> **What you have to do**
Put the lines below into a Markdown table with the columns n and Line, numbering each row and leaving out any blank lines.

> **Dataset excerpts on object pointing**
────────
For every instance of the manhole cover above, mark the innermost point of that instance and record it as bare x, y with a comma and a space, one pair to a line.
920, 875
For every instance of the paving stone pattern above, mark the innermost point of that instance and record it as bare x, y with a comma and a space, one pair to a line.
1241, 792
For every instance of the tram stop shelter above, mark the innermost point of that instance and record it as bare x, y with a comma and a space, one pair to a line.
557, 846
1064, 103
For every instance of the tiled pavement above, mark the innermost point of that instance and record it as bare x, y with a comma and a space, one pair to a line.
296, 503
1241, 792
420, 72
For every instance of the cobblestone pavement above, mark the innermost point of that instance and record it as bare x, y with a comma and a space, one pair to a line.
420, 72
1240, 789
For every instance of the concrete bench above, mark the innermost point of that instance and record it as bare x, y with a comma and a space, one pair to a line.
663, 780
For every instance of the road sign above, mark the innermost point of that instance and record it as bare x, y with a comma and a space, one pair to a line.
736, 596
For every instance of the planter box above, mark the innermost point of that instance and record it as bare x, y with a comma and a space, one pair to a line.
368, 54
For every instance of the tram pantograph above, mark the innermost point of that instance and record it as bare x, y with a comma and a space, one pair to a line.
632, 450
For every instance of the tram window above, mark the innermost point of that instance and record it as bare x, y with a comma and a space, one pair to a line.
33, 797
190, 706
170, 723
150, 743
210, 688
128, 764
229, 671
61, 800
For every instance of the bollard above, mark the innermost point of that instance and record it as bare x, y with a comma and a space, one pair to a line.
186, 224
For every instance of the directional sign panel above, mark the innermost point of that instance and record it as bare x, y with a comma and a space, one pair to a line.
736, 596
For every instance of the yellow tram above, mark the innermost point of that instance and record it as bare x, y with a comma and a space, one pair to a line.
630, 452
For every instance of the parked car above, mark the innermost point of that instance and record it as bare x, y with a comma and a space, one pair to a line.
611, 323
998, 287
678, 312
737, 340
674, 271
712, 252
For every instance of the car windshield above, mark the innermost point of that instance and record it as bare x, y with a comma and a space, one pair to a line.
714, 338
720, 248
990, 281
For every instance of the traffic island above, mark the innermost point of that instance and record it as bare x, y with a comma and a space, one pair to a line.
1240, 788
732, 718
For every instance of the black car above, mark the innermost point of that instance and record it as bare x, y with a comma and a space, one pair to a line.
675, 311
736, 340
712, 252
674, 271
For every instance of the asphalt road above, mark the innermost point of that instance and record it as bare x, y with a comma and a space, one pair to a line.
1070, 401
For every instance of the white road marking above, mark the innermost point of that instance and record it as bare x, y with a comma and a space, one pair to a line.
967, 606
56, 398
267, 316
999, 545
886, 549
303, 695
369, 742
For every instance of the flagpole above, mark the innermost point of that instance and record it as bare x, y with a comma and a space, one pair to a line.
────────
> **Exercise answer**
| n | Line |
|---|---|
| 1 | For every instance of the manhole cover above, mark the innermost point of that instance and record it as bare x, y with a comma and a space, one pair to a line. |
| 2 | 920, 875 |
| 3 | For every instance of the paving stone pattern above, mark the innermost point of that instance and record it as bare x, y with a comma and a space, one pair to a line. |
| 4 | 1241, 792 |
| 5 | For every instance of the tram stop shelter above, mark the innermost point of that instance and record it as bare x, y with a comma and a space, one pair to a line. |
| 6 | 557, 846 |
| 7 | 1064, 103 |
| 8 | For every instance of the tiled pavement above, mark the innermost point of that instance and record it as bare x, y with a comma and a space, one pair to a line. |
| 9 | 296, 503 |
| 10 | 1241, 792 |
| 11 | 420, 72 |
| 12 | For every instance of the cobblestone pavement above, mark the innermost point of that instance and record it as bare x, y with a comma and a space, one pair to a line. |
| 13 | 420, 72 |
| 14 | 1240, 789 |
| 15 | For every instance of the concrete bench above, mark the innermost point of that instance and record it as bare x, y with a comma and a space, one pair to a line. |
| 16 | 663, 780 |
| 17 | For every instance of the road sign above, mark the innermost point of that instance and record it as bare x, y with a comma and a space, one pair to a line. |
| 18 | 736, 596 |
| 19 | For every instance of the planter box above, mark the innermost point of that instance and record it as bare x, y with a comma and a space, one pair to a line. |
| 20 | 368, 54 |
| 21 | For every instance of the tram pantograph above, mark the innermost point of that instance and record it as bare x, y with a comma and a space, one pair to a line. |
| 22 | 632, 450 |
| 23 | For every instance of the tram window above, mark the innermost point of that instance and record it as bare x, y with a comma and a space, one pair to a line. |
| 24 | 33, 797 |
| 25 | 190, 706 |
| 26 | 170, 723 |
| 27 | 150, 743 |
| 28 | 210, 688 |
| 29 | 128, 764 |
| 30 | 229, 671 |
| 31 | 61, 800 |
| 32 | For every instance of the bollard above, mark the innermost point of that instance and record it as bare x, y with a comma and a space, one pair to a line. |
| 33 | 186, 224 |
| 34 | For every instance of the directional sign panel above, mark the innermost point of that instance and record it as bare x, y with a comma and a space, one pair to a line. |
| 35 | 736, 596 |
| 36 | For every instance of the yellow tram above, mark the innermost point of that instance and record it as bare x, y with a comma and a space, one pair to a line. |
| 37 | 630, 452 |
| 38 | For every instance of the parked car above, mark the innermost point of that instance and record it as bare x, y with a comma and a space, one pair to a line. |
| 39 | 611, 323 |
| 40 | 998, 287 |
| 41 | 678, 312 |
| 42 | 737, 340 |
| 43 | 674, 271 |
| 44 | 712, 252 |
| 45 | For every instance of the car windshield above, mark the innermost point of that instance and record it as bare x, y with a comma and a space, one pair to a line. |
| 46 | 714, 338 |
| 47 | 720, 248 |
| 48 | 990, 281 |
| 49 | For every instance of the traffic island above, mark the innermost point of that instance and record it as bare x, y with a comma and a space, one pair to a line. |
| 50 | 1240, 788 |
| 51 | 732, 718 |
| 52 | For every instance of the black car above, mark the innermost point of that instance and record it as bare x, y with a comma and a space, one pair to a line. |
| 53 | 675, 311 |
| 54 | 736, 340 |
| 55 | 712, 252 |
| 56 | 674, 271 |
| 57 | For every instance of the asphalt road above, mark the innermost point of that instance and record it as bare x, y with a comma and a space, one pair to a line. |
| 58 | 1070, 401 |
| 59 | For every instance of the white road marking above, mark the innermost point of that instance and record it as bare x, y with a comma and a space, one pair to a line. |
| 60 | 967, 606 |
| 61 | 56, 398 |
| 62 | 267, 316 |
| 63 | 999, 545 |
| 64 | 886, 549 |
| 65 | 303, 695 |
| 66 | 369, 742 |
| 67 | For every instance of the flagpole above, mark the innermost point of that instance and record it as bare x, y with a comma and a space, one pair to a line. |